# CHALLENGE 1
Return the blog entry about Fate in full, word for word.

# EXCERPTED TEXT

==============================

I get out of the car, wait for them to pull away, sit down on the step, smoke a cigarette and cry.
Cry not just because of a cool boy. I mean he was an AWESOME boy ... and I think one I might actually end up dating if it was geographically desireable. But, in the larger sense also ... the fact that anytime I see the spark ... the potential ... someone who is truly special, and sets off instantly my alarm that says "This is what you're looking for." Anytime I see that ... there's something that makes it impossible to even investigate further. It sucks and it feels like fate's little way of screwing with me.
"Here's an asshole!" says Fate.
You get hurt.
"Here's an asshole!" says Fate.
You get hurt.
"Here's an asshole!" says Fate again ... this time even louder.
You get hurt.
"Stop it dammit! Fate, you suck!" You scream back.
And Fate seems to listen for a minute. Fate seems to think about it.
"Here's a really cool guy!" Says Fate with a bit of mercy in it's voice.
You get excited. You always get excited. That exuberance never seems to die in you, no matter how many times Fate has sent assholes. You wish it would sometimes. But it doesn't.
"HA HA!" Says Fate.
"Huh?" you ask with a dumbstruck look on your face.
"A really cool guy ... who is joining NASA tommorrow and will be orbitting Saturn for the next 3 years." Fate cackles out with laughter.
So ... after all of this ranting I've done tonight... how do I feel? Am I still depressed? Sad? Has my writing served as a sort of catharsis to lift my spirits or provide me with any answers?

==============================

# DATA ENTRIES
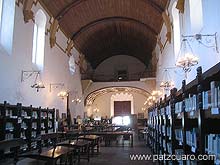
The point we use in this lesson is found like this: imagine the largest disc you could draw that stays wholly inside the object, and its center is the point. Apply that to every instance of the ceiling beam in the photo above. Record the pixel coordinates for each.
(108, 19)
(73, 4)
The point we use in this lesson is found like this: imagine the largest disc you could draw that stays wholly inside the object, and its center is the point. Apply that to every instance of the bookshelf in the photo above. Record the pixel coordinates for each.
(27, 123)
(186, 122)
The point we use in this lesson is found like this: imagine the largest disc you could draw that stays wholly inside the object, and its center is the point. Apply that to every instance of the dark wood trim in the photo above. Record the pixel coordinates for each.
(73, 4)
(107, 19)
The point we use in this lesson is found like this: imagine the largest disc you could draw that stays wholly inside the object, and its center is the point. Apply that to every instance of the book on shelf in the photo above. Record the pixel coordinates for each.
(168, 110)
(191, 139)
(179, 135)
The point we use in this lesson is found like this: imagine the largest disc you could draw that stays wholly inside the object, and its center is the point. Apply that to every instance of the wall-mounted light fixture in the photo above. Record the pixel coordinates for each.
(186, 58)
(167, 82)
(207, 40)
(76, 98)
(37, 82)
(56, 86)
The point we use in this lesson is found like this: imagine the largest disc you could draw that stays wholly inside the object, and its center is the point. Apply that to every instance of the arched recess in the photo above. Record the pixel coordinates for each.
(122, 97)
(89, 99)
(115, 18)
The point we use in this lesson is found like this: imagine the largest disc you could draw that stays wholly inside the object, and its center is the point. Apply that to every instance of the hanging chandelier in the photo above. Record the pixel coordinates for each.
(166, 83)
(186, 60)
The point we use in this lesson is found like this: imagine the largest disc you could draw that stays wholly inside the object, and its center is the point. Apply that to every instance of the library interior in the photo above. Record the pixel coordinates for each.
(109, 82)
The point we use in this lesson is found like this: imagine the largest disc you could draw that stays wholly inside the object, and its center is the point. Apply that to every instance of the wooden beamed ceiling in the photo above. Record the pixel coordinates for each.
(104, 28)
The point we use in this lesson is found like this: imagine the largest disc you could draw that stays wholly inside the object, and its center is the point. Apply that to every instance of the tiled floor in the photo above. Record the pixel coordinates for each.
(114, 155)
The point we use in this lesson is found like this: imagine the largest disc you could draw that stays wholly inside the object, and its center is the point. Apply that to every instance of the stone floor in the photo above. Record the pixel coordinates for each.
(114, 155)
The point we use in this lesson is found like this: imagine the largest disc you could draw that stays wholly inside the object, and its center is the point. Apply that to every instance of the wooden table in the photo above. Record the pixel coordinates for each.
(94, 139)
(15, 144)
(51, 156)
(108, 136)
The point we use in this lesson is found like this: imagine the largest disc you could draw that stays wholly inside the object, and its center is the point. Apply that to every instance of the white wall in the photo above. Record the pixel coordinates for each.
(207, 56)
(120, 62)
(147, 85)
(55, 70)
(103, 103)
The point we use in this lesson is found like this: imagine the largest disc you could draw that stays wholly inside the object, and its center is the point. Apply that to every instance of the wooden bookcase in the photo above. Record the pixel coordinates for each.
(172, 121)
(28, 123)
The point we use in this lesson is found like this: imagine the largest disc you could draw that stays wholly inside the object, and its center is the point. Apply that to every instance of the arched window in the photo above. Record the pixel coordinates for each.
(196, 15)
(7, 12)
(176, 29)
(39, 39)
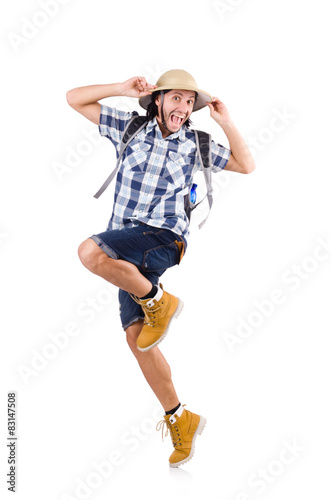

==============================

# CHALLENGE 2
How many lines in the listing above contain the string "trim"? Reply with the number alone.

# WRITTEN ANSWER 1
I get out of the car, wait for them to pull away, sit down on the step, smoke a cigarette and cry.
Cry not just because of a cool boy. I mean he was an AWESOME boy ... and I think one I might actually end up dating if it was geographically desireable. But, in the larger sense also ... the fact that anytime I see the spark ... the potential ... someone who is truly special, and sets off instantly my alarm that says "This is what you're looking for." Anytime I see that ... there's something that makes it impossible to even investigate further. It sucks and it feels like fate's little way of screwing with me.
"Here's an asshole!" says Fate.
You get hurt.
"Here's an asshole!" says Fate.
You get hurt.
"Here's an asshole!" says Fate again ... this time even louder.
You get hurt.
"Stop it dammit! Fate, you suck!" You scream back.
And Fate seems to listen for a minute. Fate seems to think about it.
"Here's a really cool guy!" Says Fate with a bit of mercy in it's voice.
You get excited. You always get excited. That exuberance never seems to die in you, no matter how many times Fate has sent assholes. You wish it would sometimes. But it doesn't.
"HA HA!" Says Fate.
"Huh?" you ask with a dumbstruck look on your face.
"A really cool guy ... who is joining NASA tommorrow and will be orbitting Saturn for the next 3 years." Fate cackles out with laughter.
So ... after all of this ranting I've done tonight... how do I feel? Am I still depressed? Sad? Has my writing served as a sort of catharsis to lift my spirits or provide me with any answers?

# WRITTEN ANSWER 2
1